**Exercise brief**
Copy every line of the rows below character for character, leaving out the pictures.

**Data for the task**
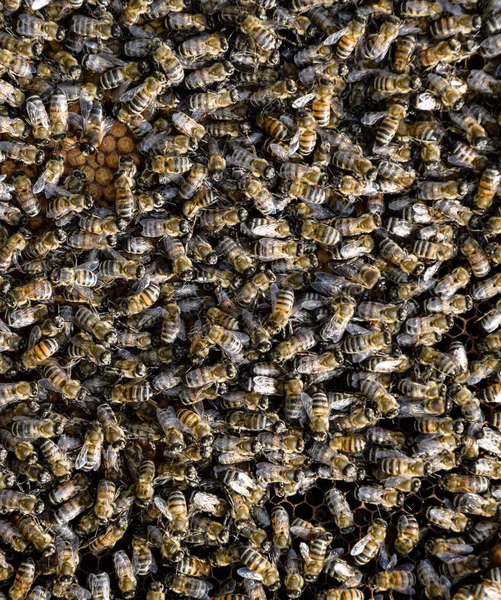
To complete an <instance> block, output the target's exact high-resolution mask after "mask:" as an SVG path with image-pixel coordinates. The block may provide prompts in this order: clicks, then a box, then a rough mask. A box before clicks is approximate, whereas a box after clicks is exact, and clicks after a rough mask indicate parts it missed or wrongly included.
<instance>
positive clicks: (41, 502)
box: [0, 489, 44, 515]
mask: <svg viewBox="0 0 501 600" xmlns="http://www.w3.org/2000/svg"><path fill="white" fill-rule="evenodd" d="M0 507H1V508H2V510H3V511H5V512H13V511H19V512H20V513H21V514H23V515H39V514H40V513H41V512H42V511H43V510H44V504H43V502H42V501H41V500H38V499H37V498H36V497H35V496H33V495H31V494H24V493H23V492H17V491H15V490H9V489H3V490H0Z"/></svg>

**Output of the exercise**
To complete an <instance> block, output the target's exact high-resolution mask after "mask:" as an SVG path with image-pixel coordinates. The block may provide prompts in this order: clicks, then a box, then a rough mask. A box before clicks is approximate, whereas a box after clicks is exact, and clicks after a rough mask indicate parts it missed or wrongly included.
<instance>
positive clicks: (41, 502)
box: [0, 489, 44, 515]
mask: <svg viewBox="0 0 501 600" xmlns="http://www.w3.org/2000/svg"><path fill="white" fill-rule="evenodd" d="M0 507H1V508H2V510H3V511H5V512H13V511H19V512H20V513H21V514H23V515H39V514H40V513H41V512H42V511H43V510H44V504H43V502H42V501H41V500H38V499H37V498H36V497H35V496H33V495H31V494H24V493H23V492H17V491H15V490H9V489H3V490H0Z"/></svg>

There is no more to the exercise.